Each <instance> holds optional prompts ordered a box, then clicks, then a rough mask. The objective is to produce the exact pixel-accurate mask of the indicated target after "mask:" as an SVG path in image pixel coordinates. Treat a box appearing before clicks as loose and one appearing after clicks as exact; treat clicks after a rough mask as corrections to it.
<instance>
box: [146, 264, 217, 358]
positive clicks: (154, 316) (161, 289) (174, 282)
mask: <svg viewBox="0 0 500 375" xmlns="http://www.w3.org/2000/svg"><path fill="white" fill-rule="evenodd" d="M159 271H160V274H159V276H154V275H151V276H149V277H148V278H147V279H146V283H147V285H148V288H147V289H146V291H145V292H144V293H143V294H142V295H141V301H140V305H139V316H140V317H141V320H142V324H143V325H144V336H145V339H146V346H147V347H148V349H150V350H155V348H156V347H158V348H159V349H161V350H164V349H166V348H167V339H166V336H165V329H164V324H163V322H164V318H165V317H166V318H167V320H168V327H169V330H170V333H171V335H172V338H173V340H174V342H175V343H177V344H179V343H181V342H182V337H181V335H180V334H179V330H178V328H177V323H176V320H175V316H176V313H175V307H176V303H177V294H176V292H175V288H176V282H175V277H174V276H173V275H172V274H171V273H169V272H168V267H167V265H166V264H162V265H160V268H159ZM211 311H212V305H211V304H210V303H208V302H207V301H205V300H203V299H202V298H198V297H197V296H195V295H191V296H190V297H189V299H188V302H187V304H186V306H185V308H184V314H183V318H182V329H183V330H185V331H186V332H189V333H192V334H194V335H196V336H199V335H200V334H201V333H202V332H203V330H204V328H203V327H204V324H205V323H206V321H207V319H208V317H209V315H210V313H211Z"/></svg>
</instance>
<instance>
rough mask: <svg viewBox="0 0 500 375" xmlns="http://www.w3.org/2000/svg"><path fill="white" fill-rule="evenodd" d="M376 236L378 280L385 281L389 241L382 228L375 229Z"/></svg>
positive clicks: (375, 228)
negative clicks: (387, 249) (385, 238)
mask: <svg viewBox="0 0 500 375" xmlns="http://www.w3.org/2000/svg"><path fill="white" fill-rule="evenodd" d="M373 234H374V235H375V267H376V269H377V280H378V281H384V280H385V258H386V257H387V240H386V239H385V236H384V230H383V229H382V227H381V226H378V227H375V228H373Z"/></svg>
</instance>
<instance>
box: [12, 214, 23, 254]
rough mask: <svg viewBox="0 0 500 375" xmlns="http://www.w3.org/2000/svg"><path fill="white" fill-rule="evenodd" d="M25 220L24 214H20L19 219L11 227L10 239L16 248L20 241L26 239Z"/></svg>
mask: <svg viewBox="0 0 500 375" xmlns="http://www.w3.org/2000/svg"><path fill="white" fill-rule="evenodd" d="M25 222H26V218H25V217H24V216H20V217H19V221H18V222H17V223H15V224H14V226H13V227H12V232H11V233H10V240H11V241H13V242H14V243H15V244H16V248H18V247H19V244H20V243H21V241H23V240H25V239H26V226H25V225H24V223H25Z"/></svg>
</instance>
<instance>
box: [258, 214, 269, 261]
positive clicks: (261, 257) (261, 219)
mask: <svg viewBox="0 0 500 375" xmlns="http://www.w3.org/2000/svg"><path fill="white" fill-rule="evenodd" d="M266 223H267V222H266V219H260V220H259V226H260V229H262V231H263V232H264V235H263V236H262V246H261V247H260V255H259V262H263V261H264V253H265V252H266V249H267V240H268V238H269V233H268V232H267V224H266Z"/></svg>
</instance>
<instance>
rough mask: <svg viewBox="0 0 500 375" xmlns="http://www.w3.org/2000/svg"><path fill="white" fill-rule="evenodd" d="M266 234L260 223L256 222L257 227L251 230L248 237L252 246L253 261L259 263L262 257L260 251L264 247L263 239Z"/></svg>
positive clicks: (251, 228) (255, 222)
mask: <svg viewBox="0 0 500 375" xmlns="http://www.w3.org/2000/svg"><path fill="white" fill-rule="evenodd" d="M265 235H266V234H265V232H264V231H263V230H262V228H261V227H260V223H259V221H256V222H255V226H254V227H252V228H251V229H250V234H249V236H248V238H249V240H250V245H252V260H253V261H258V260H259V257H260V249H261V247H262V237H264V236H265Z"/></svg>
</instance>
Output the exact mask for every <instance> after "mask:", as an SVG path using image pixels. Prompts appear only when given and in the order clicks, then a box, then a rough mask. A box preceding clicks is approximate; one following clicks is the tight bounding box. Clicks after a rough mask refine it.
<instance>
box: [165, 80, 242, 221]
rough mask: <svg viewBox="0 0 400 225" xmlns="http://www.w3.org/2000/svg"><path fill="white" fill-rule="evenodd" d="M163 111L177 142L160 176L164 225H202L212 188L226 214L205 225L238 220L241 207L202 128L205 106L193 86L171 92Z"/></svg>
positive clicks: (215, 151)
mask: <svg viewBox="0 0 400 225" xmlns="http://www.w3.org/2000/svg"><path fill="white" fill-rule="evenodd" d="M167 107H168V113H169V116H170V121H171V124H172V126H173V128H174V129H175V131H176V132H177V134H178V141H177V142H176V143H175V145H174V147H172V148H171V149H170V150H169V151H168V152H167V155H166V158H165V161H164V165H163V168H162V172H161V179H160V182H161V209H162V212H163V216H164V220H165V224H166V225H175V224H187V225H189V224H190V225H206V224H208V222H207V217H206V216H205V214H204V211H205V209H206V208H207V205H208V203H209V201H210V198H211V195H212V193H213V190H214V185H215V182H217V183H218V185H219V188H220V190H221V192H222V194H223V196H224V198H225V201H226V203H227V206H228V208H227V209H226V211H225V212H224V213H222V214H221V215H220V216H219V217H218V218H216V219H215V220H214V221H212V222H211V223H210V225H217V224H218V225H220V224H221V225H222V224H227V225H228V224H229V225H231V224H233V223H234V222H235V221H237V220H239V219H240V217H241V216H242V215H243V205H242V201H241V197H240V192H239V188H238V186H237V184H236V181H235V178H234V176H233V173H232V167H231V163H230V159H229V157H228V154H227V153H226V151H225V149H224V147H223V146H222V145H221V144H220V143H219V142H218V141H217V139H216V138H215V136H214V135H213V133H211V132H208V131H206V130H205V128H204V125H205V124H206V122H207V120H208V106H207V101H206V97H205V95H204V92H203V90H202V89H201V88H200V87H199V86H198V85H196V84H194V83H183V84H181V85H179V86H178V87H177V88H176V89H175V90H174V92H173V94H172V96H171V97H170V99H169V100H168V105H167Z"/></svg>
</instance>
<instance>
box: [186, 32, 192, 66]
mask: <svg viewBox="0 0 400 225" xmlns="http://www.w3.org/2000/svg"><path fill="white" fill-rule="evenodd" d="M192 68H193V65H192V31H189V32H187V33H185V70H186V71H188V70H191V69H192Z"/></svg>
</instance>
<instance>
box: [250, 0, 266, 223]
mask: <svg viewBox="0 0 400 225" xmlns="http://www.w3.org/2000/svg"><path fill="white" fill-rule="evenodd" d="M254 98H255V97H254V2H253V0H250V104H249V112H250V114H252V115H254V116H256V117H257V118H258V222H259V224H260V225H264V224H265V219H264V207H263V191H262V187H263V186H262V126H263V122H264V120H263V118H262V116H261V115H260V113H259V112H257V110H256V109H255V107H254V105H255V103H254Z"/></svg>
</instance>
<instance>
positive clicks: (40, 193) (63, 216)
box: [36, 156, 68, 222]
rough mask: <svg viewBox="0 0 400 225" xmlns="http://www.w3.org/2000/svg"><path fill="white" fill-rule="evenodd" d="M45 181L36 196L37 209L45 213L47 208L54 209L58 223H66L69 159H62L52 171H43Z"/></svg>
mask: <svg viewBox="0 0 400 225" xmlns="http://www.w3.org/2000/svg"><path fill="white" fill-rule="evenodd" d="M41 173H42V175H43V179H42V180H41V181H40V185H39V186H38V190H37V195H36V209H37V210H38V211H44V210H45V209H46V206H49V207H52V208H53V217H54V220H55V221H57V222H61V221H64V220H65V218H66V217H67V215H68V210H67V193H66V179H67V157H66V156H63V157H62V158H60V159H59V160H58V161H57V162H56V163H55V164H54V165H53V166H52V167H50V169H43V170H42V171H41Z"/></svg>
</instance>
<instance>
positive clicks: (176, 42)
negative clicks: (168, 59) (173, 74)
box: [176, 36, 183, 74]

☆ ☆ ☆ ☆ ☆ ☆ ☆

ACTIVITY:
Copy out the material exactly, from its first line up to and including the line containing "positive clicks: (154, 316)".

REPLY:
Each <instance> holds optional prompts ordered a box, then clicks, then a rough mask. The objective is to produce the exact pixel-accurate mask of the indicated target after "mask:" as an SVG path in image pixel coordinates. Treat a box appearing before clicks as loose and one appearing after clicks as exact; treat clicks after a rough mask as corrections to it.
<instance>
box: [146, 264, 217, 358]
positive clicks: (154, 316) (161, 289) (174, 282)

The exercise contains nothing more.